* **Aim**
Pull out each line of the listing that contains the string "receive". Case counts.

* **Information provided**
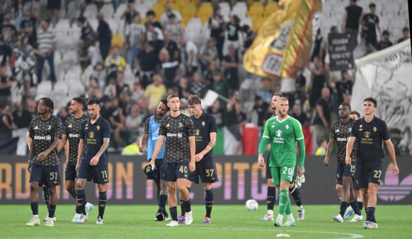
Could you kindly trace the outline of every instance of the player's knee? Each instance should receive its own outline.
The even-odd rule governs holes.
[[[36,182],[31,182],[30,183],[30,190],[36,191],[39,187],[39,183]]]
[[[76,182],[76,190],[83,190],[84,189],[84,184],[82,182],[77,181]]]

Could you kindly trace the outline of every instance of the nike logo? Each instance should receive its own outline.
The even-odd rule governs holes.
[[[399,175],[394,175],[393,164],[389,163],[378,190],[378,197],[384,201],[400,201],[412,192],[412,174],[409,174],[399,183]]]

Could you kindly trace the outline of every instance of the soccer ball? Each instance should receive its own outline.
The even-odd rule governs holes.
[[[249,211],[256,211],[259,204],[255,199],[249,199],[246,201],[246,209]]]

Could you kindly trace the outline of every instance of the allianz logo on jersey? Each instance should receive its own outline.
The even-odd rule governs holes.
[[[337,140],[338,142],[342,142],[342,141],[349,141],[349,137],[347,137],[347,138],[338,137],[338,138],[336,138],[336,140]]]
[[[392,173],[393,164],[390,163],[386,168],[385,181],[382,180],[378,189],[378,197],[388,202],[400,201],[412,192],[412,174],[409,174],[399,183],[399,175]]]
[[[34,139],[35,140],[51,140],[52,139],[52,136],[50,135],[47,135],[46,136],[41,136],[40,135],[35,135],[34,136]]]
[[[69,134],[69,138],[78,138],[80,137],[80,135],[78,134]]]
[[[183,135],[182,135],[181,133],[178,133],[177,134],[168,133],[166,136],[168,137],[177,137],[180,138],[183,137]]]

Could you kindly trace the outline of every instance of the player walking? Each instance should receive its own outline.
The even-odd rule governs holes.
[[[57,204],[56,185],[60,185],[60,158],[57,146],[62,138],[62,120],[53,115],[54,104],[50,98],[40,99],[37,106],[39,115],[29,127],[31,139],[27,169],[30,173],[30,207],[33,218],[26,226],[40,225],[39,220],[39,185],[47,187],[50,195],[49,216],[46,226],[53,227],[53,217]]]
[[[87,220],[84,186],[86,181],[92,178],[99,190],[99,215],[96,224],[103,224],[106,208],[106,184],[109,183],[107,148],[110,141],[110,123],[100,116],[100,102],[97,99],[87,102],[89,119],[80,123],[80,141],[76,170],[76,196],[77,205],[81,212],[75,222],[83,223]]]
[[[152,159],[152,156],[154,152],[154,147],[159,139],[159,129],[162,120],[164,118],[169,107],[167,107],[167,99],[163,98],[160,101],[157,108],[156,110],[156,114],[152,115],[146,120],[144,126],[144,132],[140,140],[139,145],[139,151],[143,153],[144,145],[147,143],[147,161],[150,161]],[[154,163],[157,175],[156,177],[156,193],[157,194],[159,209],[156,213],[154,221],[163,221],[169,220],[169,216],[166,211],[165,207],[167,201],[167,187],[166,182],[160,178],[163,168],[163,160],[164,155],[164,146],[162,147],[160,152],[157,155]],[[148,178],[149,179],[149,178]]]
[[[354,177],[355,174],[356,147],[350,153],[352,165],[347,165],[344,163],[347,139],[350,134],[352,125],[355,122],[354,120],[349,117],[350,110],[350,105],[346,103],[343,103],[339,106],[339,117],[341,119],[332,124],[329,142],[326,149],[326,157],[324,160],[325,165],[329,166],[329,157],[333,150],[334,144],[335,141],[337,141],[338,164],[336,167],[336,190],[341,198],[341,211],[339,214],[334,216],[333,219],[340,223],[343,222],[343,216],[349,205],[356,215],[351,221],[358,222],[363,219],[362,214],[358,208],[356,194],[352,185],[352,179]]]
[[[285,97],[277,100],[278,115],[269,119],[265,125],[265,130],[259,144],[259,165],[264,166],[263,154],[267,151],[268,144],[271,143],[271,159],[269,163],[274,185],[280,192],[279,213],[274,225],[275,227],[288,227],[296,225],[292,215],[289,187],[292,181],[293,171],[296,163],[296,142],[299,147],[299,163],[298,174],[299,177],[305,172],[305,143],[302,126],[295,119],[287,114],[289,102]],[[283,214],[287,219],[282,225]]]
[[[363,118],[356,120],[352,126],[350,137],[346,148],[346,164],[350,165],[350,154],[356,141],[355,178],[358,181],[366,208],[365,229],[378,228],[375,219],[378,186],[381,182],[382,159],[383,158],[382,140],[385,141],[393,164],[393,174],[399,173],[396,163],[395,149],[389,137],[388,126],[383,120],[375,116],[376,100],[371,97],[363,100]]]
[[[176,184],[185,204],[185,223],[190,225],[193,221],[193,216],[190,194],[186,188],[186,180],[189,171],[193,172],[195,169],[195,130],[192,120],[180,112],[180,101],[178,95],[169,95],[167,97],[167,106],[170,108],[170,114],[162,120],[159,131],[159,140],[156,143],[154,152],[149,163],[152,165],[152,167],[155,166],[155,159],[160,152],[166,137],[162,178],[166,181],[167,185],[169,207],[172,217],[172,221],[166,226],[179,226],[176,208]]]
[[[78,145],[80,142],[80,124],[87,119],[87,116],[83,114],[83,110],[86,107],[86,102],[81,97],[76,97],[71,99],[71,102],[69,107],[70,113],[72,115],[68,117],[65,122],[63,128],[63,136],[62,140],[57,148],[60,152],[68,140],[69,140],[69,158],[66,160],[66,168],[65,171],[65,185],[66,190],[70,195],[76,199],[76,165],[77,164],[77,153]],[[86,215],[93,209],[93,206],[91,203],[86,204]],[[76,200],[76,214],[71,220],[75,222],[80,219],[82,212]]]
[[[210,215],[213,207],[212,183],[219,181],[216,172],[216,162],[212,150],[216,145],[217,126],[216,119],[202,110],[200,97],[196,95],[191,95],[188,99],[189,109],[192,116],[195,127],[195,141],[196,142],[196,152],[195,156],[196,169],[189,174],[186,187],[190,188],[192,182],[199,183],[199,176],[204,183],[206,195],[206,216],[205,223],[210,223]]]

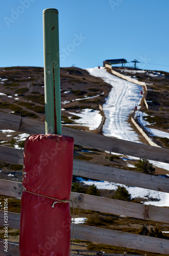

* **Response to the task**
Could you kindly trace the outline of every instance of the player's knee? Each instance should receive its own outline.
Could you kindly trace the outline of every instance of the nike logo? Each instance should receive its own outline.
Could you kindly trace the outline of every instance of the soccer ball? Each instance should receive its own outline.
Could you kindly trace the outline of every instance of the allianz logo on jersey? Each instance should receive its own outline.
Could you kindly trace the outline of every instance of the player walking? Each instance should receive its own outline.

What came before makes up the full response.